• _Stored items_

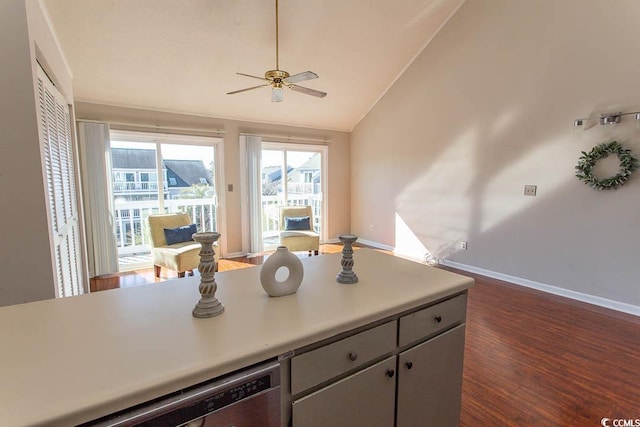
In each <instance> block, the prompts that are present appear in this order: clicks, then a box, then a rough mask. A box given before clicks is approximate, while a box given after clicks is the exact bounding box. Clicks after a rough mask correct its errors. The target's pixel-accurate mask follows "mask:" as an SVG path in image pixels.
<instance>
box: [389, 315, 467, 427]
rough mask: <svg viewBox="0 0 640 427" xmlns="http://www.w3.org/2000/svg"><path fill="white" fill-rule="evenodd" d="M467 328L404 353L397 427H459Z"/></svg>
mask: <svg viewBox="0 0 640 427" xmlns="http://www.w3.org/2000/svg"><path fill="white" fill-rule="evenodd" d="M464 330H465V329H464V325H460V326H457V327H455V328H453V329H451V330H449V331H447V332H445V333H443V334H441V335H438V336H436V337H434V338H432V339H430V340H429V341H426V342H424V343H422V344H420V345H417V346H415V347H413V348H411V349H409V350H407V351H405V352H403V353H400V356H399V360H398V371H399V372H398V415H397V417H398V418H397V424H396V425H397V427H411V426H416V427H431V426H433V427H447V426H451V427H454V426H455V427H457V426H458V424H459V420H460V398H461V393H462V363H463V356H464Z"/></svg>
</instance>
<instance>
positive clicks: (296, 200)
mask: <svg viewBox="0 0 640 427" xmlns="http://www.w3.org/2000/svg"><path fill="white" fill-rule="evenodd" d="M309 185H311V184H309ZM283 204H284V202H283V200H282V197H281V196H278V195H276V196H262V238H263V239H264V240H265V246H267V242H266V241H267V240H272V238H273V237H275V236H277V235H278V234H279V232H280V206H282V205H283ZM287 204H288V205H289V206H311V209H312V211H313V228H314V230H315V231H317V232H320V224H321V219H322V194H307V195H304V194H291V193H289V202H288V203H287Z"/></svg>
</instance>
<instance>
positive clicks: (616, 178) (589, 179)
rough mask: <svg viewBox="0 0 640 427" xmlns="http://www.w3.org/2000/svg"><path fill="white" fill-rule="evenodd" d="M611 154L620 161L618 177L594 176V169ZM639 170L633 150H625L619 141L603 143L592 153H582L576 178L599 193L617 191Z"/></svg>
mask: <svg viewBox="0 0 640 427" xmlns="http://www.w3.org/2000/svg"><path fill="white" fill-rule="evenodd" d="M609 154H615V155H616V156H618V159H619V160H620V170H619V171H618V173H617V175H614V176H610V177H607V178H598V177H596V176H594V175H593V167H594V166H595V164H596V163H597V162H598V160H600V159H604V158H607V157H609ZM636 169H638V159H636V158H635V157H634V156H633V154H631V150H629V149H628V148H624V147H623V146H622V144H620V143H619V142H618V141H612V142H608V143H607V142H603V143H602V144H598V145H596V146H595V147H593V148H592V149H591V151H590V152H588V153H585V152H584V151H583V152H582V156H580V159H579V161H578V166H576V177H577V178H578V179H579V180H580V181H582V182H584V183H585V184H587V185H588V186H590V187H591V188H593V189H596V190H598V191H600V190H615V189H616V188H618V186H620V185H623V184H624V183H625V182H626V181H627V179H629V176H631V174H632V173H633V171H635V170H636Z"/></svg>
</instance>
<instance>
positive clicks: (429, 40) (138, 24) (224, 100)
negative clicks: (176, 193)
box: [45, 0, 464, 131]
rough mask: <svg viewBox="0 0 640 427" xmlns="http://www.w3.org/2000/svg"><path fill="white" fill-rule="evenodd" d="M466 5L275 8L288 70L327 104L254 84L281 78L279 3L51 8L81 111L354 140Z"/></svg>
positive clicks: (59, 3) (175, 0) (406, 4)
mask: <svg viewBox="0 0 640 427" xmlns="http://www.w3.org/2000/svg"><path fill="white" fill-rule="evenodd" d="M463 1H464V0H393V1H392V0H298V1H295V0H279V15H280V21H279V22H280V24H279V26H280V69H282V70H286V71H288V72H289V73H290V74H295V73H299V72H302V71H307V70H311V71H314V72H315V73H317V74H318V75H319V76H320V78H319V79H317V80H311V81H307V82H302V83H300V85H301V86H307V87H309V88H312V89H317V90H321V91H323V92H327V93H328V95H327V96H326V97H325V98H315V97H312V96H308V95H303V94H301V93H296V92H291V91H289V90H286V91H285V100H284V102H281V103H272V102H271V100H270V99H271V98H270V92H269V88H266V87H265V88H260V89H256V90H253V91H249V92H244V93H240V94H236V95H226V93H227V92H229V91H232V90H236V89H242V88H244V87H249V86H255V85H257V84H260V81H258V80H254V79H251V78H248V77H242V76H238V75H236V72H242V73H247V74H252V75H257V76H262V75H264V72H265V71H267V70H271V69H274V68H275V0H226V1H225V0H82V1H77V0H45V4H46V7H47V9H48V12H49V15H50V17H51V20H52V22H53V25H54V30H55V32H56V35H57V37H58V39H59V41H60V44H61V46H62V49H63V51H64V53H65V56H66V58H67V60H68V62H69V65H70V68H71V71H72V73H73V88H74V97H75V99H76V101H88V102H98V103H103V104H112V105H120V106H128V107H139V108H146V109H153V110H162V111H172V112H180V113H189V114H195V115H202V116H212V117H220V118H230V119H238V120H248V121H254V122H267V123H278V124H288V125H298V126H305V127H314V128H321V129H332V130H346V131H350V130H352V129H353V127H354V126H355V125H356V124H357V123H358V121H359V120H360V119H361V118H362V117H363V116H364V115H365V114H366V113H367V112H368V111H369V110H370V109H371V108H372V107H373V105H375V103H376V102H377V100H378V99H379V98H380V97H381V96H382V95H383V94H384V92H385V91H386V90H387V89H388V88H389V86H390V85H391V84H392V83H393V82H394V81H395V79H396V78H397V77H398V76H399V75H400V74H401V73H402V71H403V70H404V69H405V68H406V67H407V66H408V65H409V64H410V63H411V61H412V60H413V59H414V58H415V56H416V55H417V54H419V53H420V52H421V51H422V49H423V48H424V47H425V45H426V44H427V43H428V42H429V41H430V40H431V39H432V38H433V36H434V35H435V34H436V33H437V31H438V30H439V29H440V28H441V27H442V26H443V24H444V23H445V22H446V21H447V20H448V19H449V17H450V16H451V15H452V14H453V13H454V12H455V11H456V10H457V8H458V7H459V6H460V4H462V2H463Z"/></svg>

• _How to complete this task_
Pull out each line of the records that contains the string "rough" and copy those lines unchanged.

• _Answer section_
In each <instance> block, the prompts that are present appear in this order: clicks, then a box, then a rough mask. A box given before clicks is approximate, while a box given after clicks is the exact bounding box. Clicks after a rough mask correct its errors. The target's pixel-accurate mask follows "mask:" as an SVG path in image pixels.
rough mask: <svg viewBox="0 0 640 427" xmlns="http://www.w3.org/2000/svg"><path fill="white" fill-rule="evenodd" d="M467 328L404 353L397 427H459Z"/></svg>
rough mask: <svg viewBox="0 0 640 427" xmlns="http://www.w3.org/2000/svg"><path fill="white" fill-rule="evenodd" d="M611 154L620 161L618 177L594 176V169ZM639 170L633 150H625L619 141L603 143L592 153H582L576 178L599 193L617 191Z"/></svg>
rough mask: <svg viewBox="0 0 640 427" xmlns="http://www.w3.org/2000/svg"><path fill="white" fill-rule="evenodd" d="M466 5L275 8L288 70L327 104L254 84L281 78L279 3L51 8L81 111L354 140Z"/></svg>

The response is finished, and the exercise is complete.